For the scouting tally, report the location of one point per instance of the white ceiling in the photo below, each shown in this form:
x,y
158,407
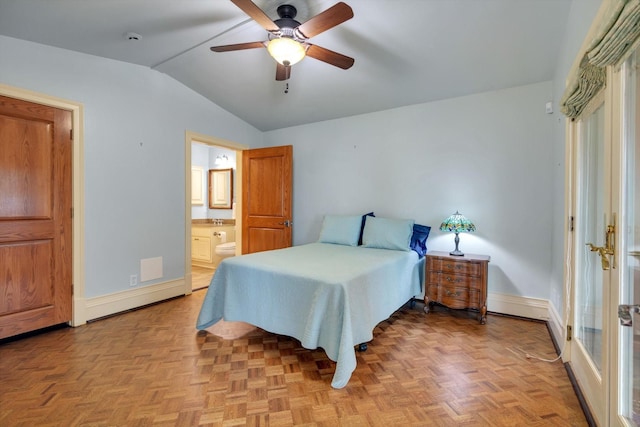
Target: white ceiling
x,y
406,51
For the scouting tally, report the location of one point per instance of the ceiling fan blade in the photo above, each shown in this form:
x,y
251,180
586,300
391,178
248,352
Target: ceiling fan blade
x,y
282,72
256,14
336,14
330,57
239,46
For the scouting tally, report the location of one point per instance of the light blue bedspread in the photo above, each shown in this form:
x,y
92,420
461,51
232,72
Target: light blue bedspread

• • •

TO BE DONE: Return all the entries word for word, but omit any pictures they contain.

COMPLETE ANSWER:
For the scouting tally, report the location of one point per instance of the white ceiling in the photo below, each shown in this form:
x,y
158,407
Target: white ceiling
x,y
406,51
For the scouting tally, report the location of one point per instance of the ceiling fan blade in the photo above, each shown in this form:
x,y
251,180
586,300
391,178
248,352
Target: ceiling fan blade
x,y
282,72
256,14
336,14
330,57
239,46
For the scouting tally, report the location of one point per instance of the light blue bedspread in the photo above, each shown in this form:
x,y
92,420
461,51
232,72
Target: light blue bedspread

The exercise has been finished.